== Text section ==

Germany is committed to the fight against sexual and gender-based violence. I say this having in mind the situation of countless Rohingya women and girls, while not forgetting other victims around the world. We fully support the Independent Investigative Mechanism for Myanmar and call for full accountability. This includes adequate child protection and psychosocial reintegration programs for girls and boys who have been forced to participate in armed conflict.

Since this year, Germany has an Inclusion Strategy for LGBTI-issues in its Foreign Policy and Development Cooperation. The Strategy is a contribution towards attaining the Sustainable Development Goals and to its main goal that, in true terms, no one is left behind.

In our globalized world, it is our obligation as consumers -- and the obligation of those who supply what we buy-- to take responsibility for human rights. Germany’s recently adopted Law on Supply Chain Due Diligence is our commitment to ensure respect for human rights along global supply chains. We call on the international community equally ensure such respect. We would like to see enhanced efforts towards a broadly supported instrument on this topic.

Germany’s human rights engagement also translates into concrete support for project work on the ground. More than 20 million USD for close to 250 human rights projects worldwide by the German Foreign Office in 2021 alone stand testimony for that. So does Germany’s voluntary contribution to the Office of the High Commissioner for Human Rights – 11.5 million USD so far in 2021. I call on all Member States to agree to finance the UN’s human rights pillar not just with the bare minimum – but with regular means that allow it to fully unleash its preventive potential.

While we are committed to focus our energy on standing up to human rights violations today, it is nevertheless important to be mindful of future challenges for human rights protection.

This year in the Third Committee, we will present a resolution on National Human Rights Institutions. NHRIs have important functions, including in conflict and in peacebuilding settings. The NHRI in Ukraine, for example, has identified various limitations of media pluralism and the safety and freedom of journalists in Crimea.

===
== Data supplied ==

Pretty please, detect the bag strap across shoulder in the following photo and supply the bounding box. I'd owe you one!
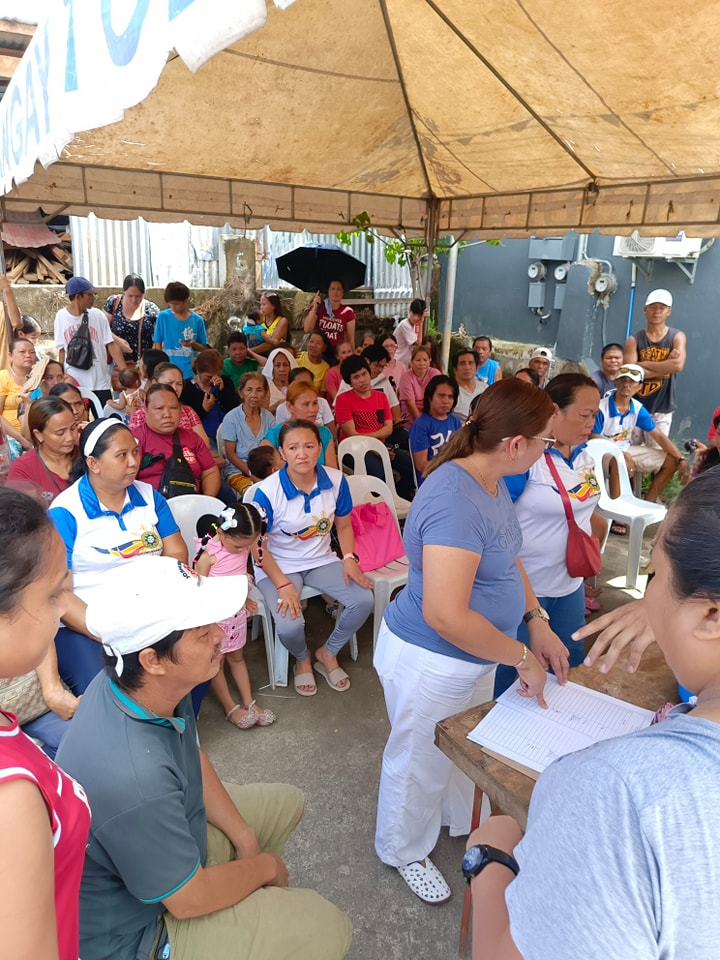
[545,453,577,527]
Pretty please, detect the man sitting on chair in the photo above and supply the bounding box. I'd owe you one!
[592,363,690,510]
[335,356,415,500]
[58,557,351,960]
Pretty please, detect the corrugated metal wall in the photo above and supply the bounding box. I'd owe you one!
[70,214,412,316]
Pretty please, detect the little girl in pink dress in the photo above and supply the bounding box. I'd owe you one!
[193,503,275,730]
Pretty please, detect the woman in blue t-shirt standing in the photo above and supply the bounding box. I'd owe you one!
[495,373,607,697]
[374,379,567,903]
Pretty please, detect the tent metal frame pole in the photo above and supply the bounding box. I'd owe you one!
[441,237,458,371]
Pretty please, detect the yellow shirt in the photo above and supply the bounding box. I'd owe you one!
[0,370,21,430]
[297,350,330,394]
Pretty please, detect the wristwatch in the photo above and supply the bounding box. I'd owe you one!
[523,607,550,623]
[463,843,520,883]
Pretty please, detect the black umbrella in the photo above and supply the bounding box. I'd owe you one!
[275,243,366,293]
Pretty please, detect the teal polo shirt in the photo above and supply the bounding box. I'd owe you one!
[58,676,207,960]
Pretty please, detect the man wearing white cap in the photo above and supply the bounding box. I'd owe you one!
[625,289,687,447]
[528,347,552,390]
[58,557,351,960]
[592,363,690,506]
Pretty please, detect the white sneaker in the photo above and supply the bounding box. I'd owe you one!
[397,857,452,904]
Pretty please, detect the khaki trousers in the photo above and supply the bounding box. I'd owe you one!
[165,783,352,960]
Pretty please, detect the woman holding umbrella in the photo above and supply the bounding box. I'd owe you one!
[303,280,355,349]
[255,293,290,353]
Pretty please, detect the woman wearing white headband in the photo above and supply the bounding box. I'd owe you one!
[50,417,187,696]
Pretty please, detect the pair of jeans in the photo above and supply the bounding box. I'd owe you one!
[493,584,585,699]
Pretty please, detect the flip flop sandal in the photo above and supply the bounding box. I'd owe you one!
[293,673,317,697]
[225,703,257,730]
[248,700,277,727]
[313,660,350,693]
[397,857,452,904]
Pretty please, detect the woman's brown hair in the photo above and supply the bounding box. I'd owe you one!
[425,377,555,476]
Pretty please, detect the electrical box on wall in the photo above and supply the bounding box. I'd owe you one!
[528,236,577,260]
[528,283,545,309]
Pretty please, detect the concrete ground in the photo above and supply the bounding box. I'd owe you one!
[199,527,657,960]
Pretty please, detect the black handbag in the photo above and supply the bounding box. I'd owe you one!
[160,430,198,500]
[65,310,95,370]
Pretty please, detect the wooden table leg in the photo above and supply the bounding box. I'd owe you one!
[458,786,482,957]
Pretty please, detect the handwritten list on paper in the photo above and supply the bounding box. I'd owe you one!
[468,676,653,773]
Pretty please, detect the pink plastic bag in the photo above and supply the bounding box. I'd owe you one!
[350,500,405,573]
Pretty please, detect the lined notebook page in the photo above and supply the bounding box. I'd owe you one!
[468,675,653,773]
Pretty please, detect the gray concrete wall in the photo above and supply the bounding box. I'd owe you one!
[440,233,720,438]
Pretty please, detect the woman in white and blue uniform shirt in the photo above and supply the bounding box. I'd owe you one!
[253,420,373,697]
[495,373,605,696]
[49,417,187,696]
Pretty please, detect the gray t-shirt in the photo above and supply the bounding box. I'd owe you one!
[384,461,525,663]
[506,707,720,960]
[58,673,207,960]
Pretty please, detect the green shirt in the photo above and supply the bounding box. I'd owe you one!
[223,357,260,390]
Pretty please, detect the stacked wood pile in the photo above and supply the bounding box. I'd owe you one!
[5,233,73,286]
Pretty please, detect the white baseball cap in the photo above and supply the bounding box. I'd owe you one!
[530,347,552,363]
[616,363,645,383]
[85,557,248,676]
[645,287,672,307]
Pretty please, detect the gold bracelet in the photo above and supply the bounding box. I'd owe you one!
[514,643,527,670]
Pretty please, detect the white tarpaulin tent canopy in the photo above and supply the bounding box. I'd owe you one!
[0,0,720,236]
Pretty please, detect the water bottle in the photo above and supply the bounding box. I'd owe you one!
[0,426,10,486]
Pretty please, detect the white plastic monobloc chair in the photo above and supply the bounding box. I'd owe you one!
[587,438,667,588]
[338,437,410,520]
[168,493,275,688]
[243,483,358,687]
[345,474,410,652]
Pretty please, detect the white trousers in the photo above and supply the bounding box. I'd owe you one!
[373,620,495,867]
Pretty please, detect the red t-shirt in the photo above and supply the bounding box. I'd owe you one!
[0,711,90,960]
[317,302,355,346]
[133,423,215,490]
[335,390,392,439]
[7,450,70,507]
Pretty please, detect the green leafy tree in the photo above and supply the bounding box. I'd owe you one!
[337,211,500,325]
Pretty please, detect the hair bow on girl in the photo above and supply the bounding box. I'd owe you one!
[220,507,237,530]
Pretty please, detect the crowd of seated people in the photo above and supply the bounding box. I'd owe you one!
[0,272,720,960]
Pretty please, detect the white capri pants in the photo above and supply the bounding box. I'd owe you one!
[373,620,496,867]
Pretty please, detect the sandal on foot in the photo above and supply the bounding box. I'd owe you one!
[248,700,277,727]
[225,703,257,730]
[397,857,452,904]
[313,660,350,693]
[293,673,317,697]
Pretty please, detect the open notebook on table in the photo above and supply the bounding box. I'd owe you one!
[468,675,653,779]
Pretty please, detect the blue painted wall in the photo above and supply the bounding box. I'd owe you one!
[440,233,720,439]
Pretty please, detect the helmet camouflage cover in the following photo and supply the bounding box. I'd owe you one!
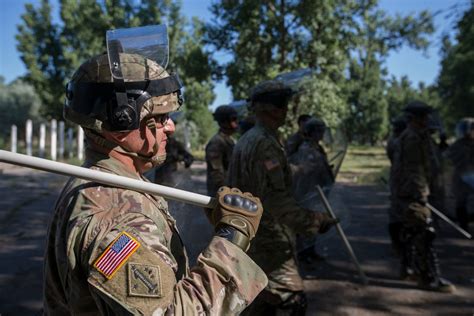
[64,54,181,133]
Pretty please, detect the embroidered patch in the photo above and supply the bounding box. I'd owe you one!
[128,262,163,297]
[263,159,280,171]
[94,232,140,279]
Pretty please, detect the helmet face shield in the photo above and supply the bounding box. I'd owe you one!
[106,25,169,81]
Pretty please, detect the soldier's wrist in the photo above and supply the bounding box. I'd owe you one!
[215,225,250,251]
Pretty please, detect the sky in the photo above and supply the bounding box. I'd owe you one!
[0,0,469,108]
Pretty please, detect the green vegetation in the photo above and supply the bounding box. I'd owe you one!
[338,146,390,184]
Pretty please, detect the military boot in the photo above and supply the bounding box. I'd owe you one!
[418,246,456,293]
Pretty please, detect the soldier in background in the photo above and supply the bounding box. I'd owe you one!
[228,80,337,315]
[446,118,474,230]
[386,116,407,255]
[155,123,193,185]
[43,33,267,315]
[288,118,335,264]
[285,114,311,157]
[206,105,239,196]
[391,101,455,292]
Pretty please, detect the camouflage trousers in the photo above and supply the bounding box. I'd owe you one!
[244,222,304,315]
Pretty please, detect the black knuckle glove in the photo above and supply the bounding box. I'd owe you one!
[211,187,263,251]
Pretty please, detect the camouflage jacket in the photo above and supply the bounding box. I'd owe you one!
[285,131,304,157]
[44,151,266,315]
[206,131,235,196]
[390,127,432,202]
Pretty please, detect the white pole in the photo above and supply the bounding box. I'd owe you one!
[38,123,46,158]
[59,121,64,159]
[0,150,216,208]
[67,127,74,158]
[77,126,84,161]
[10,125,18,153]
[25,120,33,156]
[51,119,58,161]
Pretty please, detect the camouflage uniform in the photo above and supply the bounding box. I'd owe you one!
[44,149,266,315]
[206,131,235,196]
[155,136,194,186]
[446,137,474,229]
[228,123,320,305]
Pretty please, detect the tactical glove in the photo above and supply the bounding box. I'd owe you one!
[211,187,263,251]
[315,212,339,234]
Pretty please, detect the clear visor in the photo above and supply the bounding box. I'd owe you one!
[106,25,169,80]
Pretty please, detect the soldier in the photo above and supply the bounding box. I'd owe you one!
[155,123,194,186]
[228,80,337,315]
[446,118,474,230]
[44,28,266,315]
[206,105,239,196]
[386,116,407,255]
[288,118,334,264]
[285,114,311,157]
[392,101,454,292]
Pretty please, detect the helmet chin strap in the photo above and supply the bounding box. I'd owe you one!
[84,118,166,167]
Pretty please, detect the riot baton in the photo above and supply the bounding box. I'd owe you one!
[0,150,216,208]
[316,185,369,285]
[380,177,472,239]
[426,203,472,239]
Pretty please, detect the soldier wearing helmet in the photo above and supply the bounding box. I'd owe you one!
[391,101,455,292]
[446,117,474,230]
[228,80,337,315]
[206,105,239,196]
[44,28,266,315]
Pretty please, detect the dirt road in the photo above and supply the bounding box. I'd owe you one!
[0,163,474,316]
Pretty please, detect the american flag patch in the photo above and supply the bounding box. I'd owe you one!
[263,159,280,171]
[94,232,140,279]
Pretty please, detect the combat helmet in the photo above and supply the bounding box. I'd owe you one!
[249,80,294,108]
[64,54,182,133]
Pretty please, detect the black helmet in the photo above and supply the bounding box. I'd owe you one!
[213,105,237,123]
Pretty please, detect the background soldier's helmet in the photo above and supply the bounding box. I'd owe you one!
[213,105,237,123]
[303,117,326,137]
[403,100,433,117]
[249,80,294,108]
[64,54,182,133]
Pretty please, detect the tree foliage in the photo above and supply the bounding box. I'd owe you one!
[438,1,474,127]
[207,0,433,142]
[17,0,214,148]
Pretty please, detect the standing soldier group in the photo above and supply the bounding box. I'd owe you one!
[387,101,474,292]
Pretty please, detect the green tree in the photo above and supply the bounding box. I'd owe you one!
[17,0,214,148]
[438,0,474,129]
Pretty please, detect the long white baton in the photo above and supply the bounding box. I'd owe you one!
[426,203,472,239]
[316,185,369,285]
[0,150,216,208]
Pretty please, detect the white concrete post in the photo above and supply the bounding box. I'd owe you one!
[59,121,64,159]
[10,125,18,153]
[38,123,46,158]
[51,119,58,161]
[25,120,33,156]
[67,127,74,158]
[77,126,84,160]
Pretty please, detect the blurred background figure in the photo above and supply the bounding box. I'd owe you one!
[446,117,474,230]
[285,114,311,157]
[206,105,239,196]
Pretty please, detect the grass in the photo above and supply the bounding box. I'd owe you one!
[338,145,390,184]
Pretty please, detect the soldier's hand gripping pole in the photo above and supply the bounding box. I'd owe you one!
[380,177,472,239]
[316,185,369,285]
[0,150,216,208]
[426,203,472,239]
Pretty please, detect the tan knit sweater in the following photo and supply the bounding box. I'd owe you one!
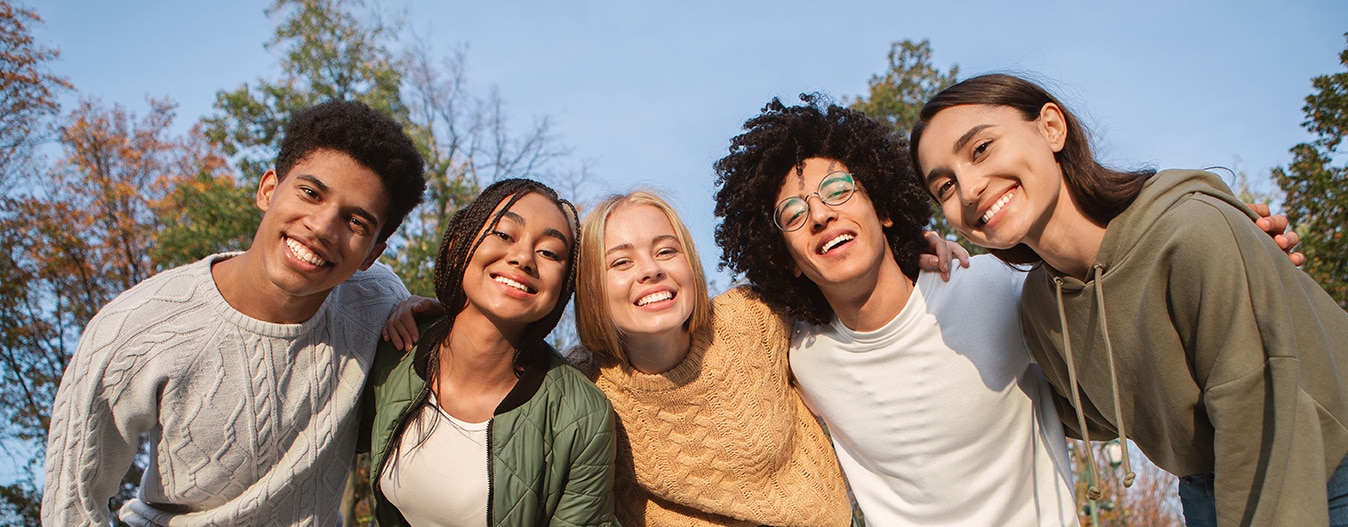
[596,287,852,527]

===

Work instructions:
**1.** Reproduce, word for word, the part of the human rights statement that opens with the words containing "While we are" and closes with "human rights protection.".
**2.** Carry on the statement on Germany's human rights engagement from where it stops.

Answers by item:
**1.**
While we are committed to focus our energy on standing up to human rights violations today, it is nevertheless important to be mindful of future challenges for human rights protection.

**2.**
Also, together with Spain, we present the resolution on the human rights to safe drinking water and sanitation. In the era of climate change and accelerating natural disasters, as well as a pandemic ravaging for the second consecutive year, the rights to drinking water and sanitation are all the more important.

We believe that there is a fundamental impact of climate change on virtually all human rights – and that measures to fight climate change also must adhere to Human Rights standards. This is why the universal recognition of the right to a healthy environment is crucial. And the resolution to create the mandate of the Special Rapporteur on Human Rights and Climate Change, currently being negotiated in the ongoing Human Rights Council, is timely.

In this regard, I would like to read a message of our youth delegates: “Young people are often scared about the future. This relates to climate change, digitization, but also daily life issues – education, how to get a job. One of our key demands is to take into account the repercussions of today’s decisions for following generations.”

Human rights protection would be virtually impossible without the alert eyes and ears and the wholehearted work of civil society organizations around the globe. We pay tribute to their engagement and support their work. We have much to gain from civil society’s critical and constructive feedback. This is why I also would like to underscore the importance of the access NGOs enjoy to UN premises.

Such transparency and exchange will bring us closer to making universal human rights for everyone a reality.